PROBLEM STATEMENT: Starting at the line that holds "Tag every instance of the maroon", transcribe every line to the end of the data exactly; include no other lines.

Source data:
----
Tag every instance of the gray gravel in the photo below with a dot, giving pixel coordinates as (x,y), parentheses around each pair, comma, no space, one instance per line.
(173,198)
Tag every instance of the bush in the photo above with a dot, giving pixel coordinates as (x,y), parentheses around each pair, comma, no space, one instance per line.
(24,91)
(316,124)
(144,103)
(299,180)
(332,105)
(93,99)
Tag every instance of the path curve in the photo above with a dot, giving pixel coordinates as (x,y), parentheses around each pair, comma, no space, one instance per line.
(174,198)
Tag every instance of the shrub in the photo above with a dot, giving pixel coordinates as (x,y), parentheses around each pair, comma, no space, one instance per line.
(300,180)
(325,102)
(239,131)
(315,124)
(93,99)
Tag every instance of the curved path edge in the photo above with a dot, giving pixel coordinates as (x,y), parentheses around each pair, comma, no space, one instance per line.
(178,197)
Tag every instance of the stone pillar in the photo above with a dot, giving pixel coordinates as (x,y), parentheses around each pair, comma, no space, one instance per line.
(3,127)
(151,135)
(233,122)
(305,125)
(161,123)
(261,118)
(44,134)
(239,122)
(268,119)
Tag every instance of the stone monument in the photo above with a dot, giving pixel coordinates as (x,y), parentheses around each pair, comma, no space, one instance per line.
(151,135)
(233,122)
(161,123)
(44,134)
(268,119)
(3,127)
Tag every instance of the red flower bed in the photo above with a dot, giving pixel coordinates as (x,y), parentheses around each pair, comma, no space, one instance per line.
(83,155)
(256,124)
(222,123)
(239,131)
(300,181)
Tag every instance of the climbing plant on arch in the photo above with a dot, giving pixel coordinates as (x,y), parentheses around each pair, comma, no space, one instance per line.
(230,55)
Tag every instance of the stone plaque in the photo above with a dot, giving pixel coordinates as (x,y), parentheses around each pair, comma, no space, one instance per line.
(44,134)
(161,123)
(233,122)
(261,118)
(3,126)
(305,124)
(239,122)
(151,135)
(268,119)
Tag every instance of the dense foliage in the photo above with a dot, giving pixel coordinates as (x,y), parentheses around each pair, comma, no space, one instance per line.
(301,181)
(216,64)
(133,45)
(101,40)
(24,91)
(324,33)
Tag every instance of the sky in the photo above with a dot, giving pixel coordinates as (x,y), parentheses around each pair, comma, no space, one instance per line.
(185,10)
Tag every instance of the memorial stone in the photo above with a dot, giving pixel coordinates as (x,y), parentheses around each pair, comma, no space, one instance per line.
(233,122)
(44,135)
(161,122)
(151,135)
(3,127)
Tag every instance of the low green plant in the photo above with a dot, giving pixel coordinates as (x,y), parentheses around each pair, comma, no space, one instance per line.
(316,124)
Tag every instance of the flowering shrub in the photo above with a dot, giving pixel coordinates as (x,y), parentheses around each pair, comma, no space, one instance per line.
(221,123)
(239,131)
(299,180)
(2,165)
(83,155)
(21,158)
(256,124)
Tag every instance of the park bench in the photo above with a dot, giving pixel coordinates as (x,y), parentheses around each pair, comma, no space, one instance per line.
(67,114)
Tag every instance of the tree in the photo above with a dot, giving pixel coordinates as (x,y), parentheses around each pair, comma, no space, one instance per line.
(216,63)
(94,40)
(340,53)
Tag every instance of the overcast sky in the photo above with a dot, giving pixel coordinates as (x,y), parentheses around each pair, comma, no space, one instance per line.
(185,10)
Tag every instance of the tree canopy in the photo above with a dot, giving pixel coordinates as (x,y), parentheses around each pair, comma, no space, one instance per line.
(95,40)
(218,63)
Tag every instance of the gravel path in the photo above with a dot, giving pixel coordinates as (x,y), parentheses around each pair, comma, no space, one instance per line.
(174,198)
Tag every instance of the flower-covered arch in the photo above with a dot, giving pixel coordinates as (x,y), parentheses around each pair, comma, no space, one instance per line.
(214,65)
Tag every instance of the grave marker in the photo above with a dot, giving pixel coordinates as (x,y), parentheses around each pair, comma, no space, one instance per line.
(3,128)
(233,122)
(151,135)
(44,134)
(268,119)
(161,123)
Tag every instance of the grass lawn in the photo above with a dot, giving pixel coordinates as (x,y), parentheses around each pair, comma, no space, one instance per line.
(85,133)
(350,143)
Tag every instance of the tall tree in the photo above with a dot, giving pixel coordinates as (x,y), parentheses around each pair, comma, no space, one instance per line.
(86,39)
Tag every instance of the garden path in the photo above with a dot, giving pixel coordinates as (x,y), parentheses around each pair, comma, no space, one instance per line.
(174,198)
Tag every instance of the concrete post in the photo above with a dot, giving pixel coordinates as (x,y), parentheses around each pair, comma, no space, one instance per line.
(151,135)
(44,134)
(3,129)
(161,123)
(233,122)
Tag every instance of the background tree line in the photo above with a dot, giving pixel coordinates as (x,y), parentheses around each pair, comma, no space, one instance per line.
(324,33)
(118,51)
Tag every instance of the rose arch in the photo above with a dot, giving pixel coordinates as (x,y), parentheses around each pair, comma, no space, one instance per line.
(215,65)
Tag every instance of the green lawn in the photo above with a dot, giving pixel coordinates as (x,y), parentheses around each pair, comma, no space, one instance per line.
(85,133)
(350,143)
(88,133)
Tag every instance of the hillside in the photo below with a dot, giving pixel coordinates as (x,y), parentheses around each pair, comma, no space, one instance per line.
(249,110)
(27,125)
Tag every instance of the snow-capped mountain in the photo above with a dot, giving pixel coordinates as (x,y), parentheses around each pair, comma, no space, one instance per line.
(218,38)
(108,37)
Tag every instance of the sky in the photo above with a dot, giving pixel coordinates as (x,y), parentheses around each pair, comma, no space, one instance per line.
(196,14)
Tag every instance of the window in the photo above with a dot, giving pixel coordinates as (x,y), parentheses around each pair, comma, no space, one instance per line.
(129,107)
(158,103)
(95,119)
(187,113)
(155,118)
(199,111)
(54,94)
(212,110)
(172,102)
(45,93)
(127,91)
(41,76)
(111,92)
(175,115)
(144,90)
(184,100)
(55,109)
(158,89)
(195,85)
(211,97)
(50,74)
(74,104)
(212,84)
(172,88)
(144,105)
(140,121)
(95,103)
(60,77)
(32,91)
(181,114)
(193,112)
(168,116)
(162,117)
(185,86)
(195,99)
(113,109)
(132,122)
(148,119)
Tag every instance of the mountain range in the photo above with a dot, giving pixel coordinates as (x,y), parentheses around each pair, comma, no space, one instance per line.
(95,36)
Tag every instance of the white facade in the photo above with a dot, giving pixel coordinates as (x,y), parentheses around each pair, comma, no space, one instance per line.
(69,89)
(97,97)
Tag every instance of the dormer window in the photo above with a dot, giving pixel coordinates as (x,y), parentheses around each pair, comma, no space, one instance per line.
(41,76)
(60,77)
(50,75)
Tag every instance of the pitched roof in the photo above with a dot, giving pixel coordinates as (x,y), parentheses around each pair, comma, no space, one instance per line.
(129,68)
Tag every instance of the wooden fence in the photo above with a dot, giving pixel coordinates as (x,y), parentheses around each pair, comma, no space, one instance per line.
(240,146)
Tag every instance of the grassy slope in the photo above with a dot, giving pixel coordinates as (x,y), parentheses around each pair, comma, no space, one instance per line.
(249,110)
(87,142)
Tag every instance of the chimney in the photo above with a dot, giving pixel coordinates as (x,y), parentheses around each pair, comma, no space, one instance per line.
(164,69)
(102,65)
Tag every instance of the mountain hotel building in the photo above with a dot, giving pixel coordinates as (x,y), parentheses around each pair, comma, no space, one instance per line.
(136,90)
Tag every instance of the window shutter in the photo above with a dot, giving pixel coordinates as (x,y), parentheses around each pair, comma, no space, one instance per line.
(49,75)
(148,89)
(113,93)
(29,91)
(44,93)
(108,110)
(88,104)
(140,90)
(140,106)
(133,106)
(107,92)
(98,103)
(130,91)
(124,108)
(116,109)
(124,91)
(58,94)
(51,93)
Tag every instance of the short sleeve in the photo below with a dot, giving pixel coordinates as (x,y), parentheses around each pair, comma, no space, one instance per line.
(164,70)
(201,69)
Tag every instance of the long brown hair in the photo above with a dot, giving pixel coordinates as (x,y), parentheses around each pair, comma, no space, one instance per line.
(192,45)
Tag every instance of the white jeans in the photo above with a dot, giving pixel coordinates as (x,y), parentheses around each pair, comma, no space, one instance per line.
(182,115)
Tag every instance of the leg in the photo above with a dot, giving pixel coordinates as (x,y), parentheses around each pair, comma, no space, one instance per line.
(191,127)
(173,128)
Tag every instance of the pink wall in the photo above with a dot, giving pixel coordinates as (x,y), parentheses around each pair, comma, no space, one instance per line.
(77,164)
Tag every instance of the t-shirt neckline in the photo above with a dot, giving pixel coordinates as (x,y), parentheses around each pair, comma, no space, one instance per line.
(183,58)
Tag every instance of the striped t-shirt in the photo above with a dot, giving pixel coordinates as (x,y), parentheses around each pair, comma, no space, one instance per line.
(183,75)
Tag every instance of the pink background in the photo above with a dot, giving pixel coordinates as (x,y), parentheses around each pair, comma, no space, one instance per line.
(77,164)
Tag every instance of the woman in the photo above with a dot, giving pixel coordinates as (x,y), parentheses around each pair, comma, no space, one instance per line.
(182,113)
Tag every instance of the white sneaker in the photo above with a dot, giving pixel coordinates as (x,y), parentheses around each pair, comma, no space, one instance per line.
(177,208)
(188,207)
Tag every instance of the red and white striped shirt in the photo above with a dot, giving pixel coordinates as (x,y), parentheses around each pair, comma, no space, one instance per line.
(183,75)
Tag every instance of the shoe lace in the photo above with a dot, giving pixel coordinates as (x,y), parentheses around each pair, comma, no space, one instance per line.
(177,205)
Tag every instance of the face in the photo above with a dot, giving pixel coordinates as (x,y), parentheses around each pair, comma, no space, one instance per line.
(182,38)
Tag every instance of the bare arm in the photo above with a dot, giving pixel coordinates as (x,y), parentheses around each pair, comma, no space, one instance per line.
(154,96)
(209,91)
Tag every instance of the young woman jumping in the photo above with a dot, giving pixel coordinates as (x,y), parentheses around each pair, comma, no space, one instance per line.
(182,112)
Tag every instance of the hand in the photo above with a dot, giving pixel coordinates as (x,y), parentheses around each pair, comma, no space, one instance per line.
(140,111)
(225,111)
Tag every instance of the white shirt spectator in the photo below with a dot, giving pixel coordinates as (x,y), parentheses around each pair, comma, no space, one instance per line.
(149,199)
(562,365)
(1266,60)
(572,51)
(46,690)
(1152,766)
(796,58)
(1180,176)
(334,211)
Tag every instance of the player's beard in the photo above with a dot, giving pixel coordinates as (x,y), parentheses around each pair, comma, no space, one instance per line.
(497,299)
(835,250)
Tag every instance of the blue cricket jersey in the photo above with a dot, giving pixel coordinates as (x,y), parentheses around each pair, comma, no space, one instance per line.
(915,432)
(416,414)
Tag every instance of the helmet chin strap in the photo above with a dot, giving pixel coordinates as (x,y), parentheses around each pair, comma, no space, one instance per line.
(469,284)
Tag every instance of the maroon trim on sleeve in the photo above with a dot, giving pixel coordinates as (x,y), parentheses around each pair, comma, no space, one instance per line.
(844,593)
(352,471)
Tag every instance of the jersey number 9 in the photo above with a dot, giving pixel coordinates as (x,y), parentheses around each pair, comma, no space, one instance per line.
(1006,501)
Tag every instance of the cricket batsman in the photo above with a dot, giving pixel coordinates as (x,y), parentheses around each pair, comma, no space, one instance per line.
----
RESPONSE AREA:
Tag every instance of the maroon trim on sleeve in the photo above with a dot, giving pixel coordinates as (x,y), parentheses around each pair, comma, no space, one instance per line.
(844,593)
(352,471)
Tag every instance of the jersey number 9 in the photo above with a dot, giving pixel coordinates as (x,y), parentheses around each pair, comma, no space, one instance per line.
(1006,501)
Tag every instance of the cricket batsman in the photo above with a dot, giving pixel coordinates as (x,y), parentheses around each pair, comma, no space, one instance per line.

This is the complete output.